判断马云是否违背了所谓的“契约精神”,第一要看马云在支付宝转让过程中是否违背了股东间的“契约条款”,以及是否违反了国家的政策法规;
第二,是要看马云在运作阿里巴巴集团的所有活动中,他作为董事会的成员有没有违背勤勉尽职的“注意义务”,以及对于股东在利益上的“忠实义务”。而对“忠实义务”最有发言权的,只有孙正义和杨致远这两个股东
马云转让“支付宝”,被指违背了“契约精神”,舆论四起,大波轩然。支付宝的事情,尽管有很多细节永远也不会被外人所知,但凭借我的猜想,大概还看得懂。完美也好,不完美也罢,在我看来,就是一次企业内部的商业行动而已。我所看不懂的,是用 “契约精神”来说事。股权纠纷,自古不断,都是讲“契约条款”,看当事方有没有违背“条款”,而非虚无缥缈的“契约精神”。拿“契约精神”说事,不仅外行,而且误导公众。
遵守契约,是商业活动中最基本的原则。契约既包括企业开办时的投资协议,或者是股东之间的合资协议(shareholder’s agreement),也包括公司章程,还包括在公司运作过程中由利益相关方随时约定和签署的文件。契约是谈出来的,不仅仅包括初始谈判,还包括因为前面的约定不周,后续所进行的再谈判。如果说有什么“契约精神”的话,那就是在谈判的过程中要依照自由定约的原则,并且,达成契约后,要信守“契约条款”。不过,最后商业活动中所要遵循的,是“契约条款”,而不是所谓的“契约精神”。谈精神,抽象,比较容易形成误解,但谈条款,就会比较具体,比较好把握。所以,在商言商,锱铢必较,每个投资者都有义务把契约条款订清楚,能做什么,以及不能做什么。

•••

*任务说明*
请从上面这篇关于“契约精神”的评论停下的地方接着往下写。

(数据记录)
•••

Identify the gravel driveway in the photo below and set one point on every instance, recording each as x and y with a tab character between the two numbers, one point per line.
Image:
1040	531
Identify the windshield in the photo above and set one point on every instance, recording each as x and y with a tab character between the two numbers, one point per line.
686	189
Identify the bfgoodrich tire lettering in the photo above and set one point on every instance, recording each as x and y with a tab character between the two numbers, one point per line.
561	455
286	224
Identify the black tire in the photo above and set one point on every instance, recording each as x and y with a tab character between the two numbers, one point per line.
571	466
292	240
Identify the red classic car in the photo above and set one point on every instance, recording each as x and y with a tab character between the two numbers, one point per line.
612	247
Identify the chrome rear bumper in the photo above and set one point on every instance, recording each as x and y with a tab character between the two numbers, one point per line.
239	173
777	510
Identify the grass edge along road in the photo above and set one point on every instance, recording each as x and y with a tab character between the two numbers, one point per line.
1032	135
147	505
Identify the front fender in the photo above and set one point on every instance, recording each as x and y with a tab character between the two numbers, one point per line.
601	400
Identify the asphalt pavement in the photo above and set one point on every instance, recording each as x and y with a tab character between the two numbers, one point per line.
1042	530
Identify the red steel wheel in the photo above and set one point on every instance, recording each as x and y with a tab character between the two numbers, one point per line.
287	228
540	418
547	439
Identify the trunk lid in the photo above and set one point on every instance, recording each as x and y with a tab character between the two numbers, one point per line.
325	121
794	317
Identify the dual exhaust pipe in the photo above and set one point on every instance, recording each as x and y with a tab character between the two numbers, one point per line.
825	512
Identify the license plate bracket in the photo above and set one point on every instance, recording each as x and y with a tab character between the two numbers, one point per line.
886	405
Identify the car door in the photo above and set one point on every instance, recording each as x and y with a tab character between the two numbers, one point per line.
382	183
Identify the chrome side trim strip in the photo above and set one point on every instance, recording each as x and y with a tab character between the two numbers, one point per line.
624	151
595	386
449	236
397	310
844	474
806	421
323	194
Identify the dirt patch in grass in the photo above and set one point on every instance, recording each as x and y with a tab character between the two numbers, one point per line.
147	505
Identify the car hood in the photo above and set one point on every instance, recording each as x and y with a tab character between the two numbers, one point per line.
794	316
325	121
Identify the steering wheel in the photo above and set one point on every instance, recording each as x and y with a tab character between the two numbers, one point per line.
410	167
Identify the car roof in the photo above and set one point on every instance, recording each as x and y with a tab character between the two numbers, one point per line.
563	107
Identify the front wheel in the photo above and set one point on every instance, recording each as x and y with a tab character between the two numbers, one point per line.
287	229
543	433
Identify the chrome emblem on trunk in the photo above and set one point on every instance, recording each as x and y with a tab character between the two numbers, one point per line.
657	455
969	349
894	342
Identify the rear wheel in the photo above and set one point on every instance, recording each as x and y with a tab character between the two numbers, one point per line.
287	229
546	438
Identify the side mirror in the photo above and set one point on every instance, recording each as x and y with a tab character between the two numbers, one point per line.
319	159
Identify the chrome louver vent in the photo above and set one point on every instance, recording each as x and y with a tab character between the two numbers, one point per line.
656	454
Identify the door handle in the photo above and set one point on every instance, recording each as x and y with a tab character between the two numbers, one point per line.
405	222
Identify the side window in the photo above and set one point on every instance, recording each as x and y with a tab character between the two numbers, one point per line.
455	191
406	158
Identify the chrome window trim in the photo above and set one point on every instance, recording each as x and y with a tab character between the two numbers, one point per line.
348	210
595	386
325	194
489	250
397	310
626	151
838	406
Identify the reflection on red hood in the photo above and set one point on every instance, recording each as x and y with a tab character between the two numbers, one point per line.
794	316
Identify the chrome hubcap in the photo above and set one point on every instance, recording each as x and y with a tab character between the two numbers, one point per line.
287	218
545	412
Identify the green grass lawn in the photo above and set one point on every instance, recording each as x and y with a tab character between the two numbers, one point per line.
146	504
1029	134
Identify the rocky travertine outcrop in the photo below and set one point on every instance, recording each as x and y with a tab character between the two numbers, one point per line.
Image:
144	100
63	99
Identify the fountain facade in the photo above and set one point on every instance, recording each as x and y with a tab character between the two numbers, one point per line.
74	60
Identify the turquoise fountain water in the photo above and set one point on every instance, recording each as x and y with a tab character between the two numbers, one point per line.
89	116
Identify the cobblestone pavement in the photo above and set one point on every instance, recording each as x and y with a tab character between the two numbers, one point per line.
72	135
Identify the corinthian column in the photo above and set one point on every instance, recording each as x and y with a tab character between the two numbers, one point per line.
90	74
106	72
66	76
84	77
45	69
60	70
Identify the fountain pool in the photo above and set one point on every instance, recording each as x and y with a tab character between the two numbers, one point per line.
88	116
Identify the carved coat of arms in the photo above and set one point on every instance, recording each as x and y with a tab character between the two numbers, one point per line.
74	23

•••

*结果*
我之所以说谈“契约精神”,会误导公众,是因为中国企业现在普遍存在的合作问题之一就是在事前大大咧咧、马马虎虎,并不重视约定的过程,尽是些“差不多”先生,所以,才会在事后总是说谁谁谁是小人、是流氓。这是中国企业家的毛病,必须要通过一些重大的商业事件来促使他们学习。商业合作从来讲的都是利益,而且都只讲个人利益。从专业的角度看,你不能自己在事前没有把事情想清楚,把自由裁量的权利交给了合作方,事后却怪罪别人。
1970和80年代,曾经有几位大经济学家写了一组论文,阐述了由科斯所开创的“企业的契约性质”方面的理论。从那时开始,企业就普遍被认为是“一组契约的结点”,英文叫a nexus of contracts。也就是说,所有提供生产要素给企业的人,事实上都是企业的签约方,他们有责任和义务在契约中要尽可能地写明自己的利益所在,以及对如何保护自己的利益作出约定。最开始的时候,经济学家们认为这些契约是完全的。但后来大家逐渐认识到:人类是不可能写出“完全”或“完美”契约的。一是因为人类是有限理性的,二是因为人的自利性。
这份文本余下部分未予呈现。